(Instructions to follow)
Please pull out each line of the items below that contains the string "green", copying every such line in full; letter case counts.

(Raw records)
— begin —
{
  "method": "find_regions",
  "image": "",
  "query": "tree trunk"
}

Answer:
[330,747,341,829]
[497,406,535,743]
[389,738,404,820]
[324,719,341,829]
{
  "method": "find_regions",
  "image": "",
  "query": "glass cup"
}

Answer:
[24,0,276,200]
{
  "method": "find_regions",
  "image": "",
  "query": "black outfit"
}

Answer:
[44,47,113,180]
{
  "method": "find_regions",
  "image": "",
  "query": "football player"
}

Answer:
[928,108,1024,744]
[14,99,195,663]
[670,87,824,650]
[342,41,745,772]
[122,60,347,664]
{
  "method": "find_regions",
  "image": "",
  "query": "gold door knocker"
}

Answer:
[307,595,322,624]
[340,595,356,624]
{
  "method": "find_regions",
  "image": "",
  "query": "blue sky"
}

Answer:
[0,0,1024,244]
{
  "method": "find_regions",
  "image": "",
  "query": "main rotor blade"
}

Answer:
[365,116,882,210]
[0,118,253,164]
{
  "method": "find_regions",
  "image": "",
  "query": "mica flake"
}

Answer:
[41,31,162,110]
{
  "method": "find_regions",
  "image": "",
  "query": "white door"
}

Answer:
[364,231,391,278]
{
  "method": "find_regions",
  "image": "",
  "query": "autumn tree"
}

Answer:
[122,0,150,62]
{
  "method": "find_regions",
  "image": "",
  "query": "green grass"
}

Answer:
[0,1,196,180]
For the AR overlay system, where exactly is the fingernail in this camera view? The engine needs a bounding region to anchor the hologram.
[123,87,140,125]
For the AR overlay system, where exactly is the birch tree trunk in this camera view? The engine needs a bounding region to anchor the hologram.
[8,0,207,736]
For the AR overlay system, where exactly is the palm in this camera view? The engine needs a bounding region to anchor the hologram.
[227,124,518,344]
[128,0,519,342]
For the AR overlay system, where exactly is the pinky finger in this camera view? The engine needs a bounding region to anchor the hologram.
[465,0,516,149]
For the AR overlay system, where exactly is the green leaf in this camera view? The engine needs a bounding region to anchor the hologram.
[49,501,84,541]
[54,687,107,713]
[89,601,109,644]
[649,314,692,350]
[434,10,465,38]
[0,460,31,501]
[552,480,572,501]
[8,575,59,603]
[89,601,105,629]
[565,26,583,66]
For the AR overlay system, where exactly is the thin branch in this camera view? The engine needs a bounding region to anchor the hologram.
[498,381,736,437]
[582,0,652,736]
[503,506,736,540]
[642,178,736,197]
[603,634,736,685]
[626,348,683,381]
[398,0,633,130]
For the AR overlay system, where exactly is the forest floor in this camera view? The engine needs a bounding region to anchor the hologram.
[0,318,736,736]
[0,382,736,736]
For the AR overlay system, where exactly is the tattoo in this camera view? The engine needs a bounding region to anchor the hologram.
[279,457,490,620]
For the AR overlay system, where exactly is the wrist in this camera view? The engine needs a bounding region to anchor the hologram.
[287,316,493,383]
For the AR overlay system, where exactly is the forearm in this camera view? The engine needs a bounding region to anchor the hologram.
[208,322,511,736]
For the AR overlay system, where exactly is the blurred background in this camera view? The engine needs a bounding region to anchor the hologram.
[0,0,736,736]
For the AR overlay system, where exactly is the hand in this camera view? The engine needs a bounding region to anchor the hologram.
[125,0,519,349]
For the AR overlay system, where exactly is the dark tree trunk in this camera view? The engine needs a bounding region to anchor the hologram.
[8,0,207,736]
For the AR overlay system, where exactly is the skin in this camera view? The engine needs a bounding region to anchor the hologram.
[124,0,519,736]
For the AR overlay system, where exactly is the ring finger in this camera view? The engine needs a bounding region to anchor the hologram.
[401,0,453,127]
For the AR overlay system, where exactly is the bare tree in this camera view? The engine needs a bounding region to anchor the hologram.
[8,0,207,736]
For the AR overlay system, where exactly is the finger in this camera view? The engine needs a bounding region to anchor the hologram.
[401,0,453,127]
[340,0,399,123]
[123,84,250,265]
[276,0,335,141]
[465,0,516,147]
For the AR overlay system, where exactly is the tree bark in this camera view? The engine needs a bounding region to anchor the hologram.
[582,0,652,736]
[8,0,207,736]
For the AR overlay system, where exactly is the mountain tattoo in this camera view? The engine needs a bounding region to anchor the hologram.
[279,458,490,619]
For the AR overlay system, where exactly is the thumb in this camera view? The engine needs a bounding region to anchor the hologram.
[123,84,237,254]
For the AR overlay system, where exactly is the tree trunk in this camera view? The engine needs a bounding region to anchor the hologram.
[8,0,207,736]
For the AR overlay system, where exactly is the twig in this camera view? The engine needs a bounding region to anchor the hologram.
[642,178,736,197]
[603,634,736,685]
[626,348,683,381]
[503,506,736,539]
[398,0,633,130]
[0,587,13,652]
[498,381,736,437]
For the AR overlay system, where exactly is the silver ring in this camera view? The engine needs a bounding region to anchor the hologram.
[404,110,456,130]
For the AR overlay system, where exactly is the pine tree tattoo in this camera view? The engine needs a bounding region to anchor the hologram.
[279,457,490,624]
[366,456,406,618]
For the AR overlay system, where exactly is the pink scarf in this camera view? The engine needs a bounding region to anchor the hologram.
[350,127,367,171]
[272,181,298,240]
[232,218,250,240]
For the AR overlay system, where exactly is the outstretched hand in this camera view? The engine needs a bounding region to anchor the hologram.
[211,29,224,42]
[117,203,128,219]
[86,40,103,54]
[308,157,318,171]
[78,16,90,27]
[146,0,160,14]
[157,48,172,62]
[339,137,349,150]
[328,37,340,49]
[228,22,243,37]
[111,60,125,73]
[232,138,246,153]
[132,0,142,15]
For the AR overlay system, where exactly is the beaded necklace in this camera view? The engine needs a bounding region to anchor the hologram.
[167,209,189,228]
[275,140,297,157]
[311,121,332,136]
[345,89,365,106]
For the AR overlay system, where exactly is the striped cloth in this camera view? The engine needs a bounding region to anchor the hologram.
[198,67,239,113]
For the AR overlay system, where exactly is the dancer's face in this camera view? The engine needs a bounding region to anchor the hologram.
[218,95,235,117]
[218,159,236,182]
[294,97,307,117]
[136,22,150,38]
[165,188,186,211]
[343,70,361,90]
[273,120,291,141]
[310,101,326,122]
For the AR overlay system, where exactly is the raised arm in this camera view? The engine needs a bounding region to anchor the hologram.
— end —
(Result)
  "query": "green grass"
For the AR overlay system, where exactly is the green leaf in this camera view? The engine needs a bounding region to anchor the hologram.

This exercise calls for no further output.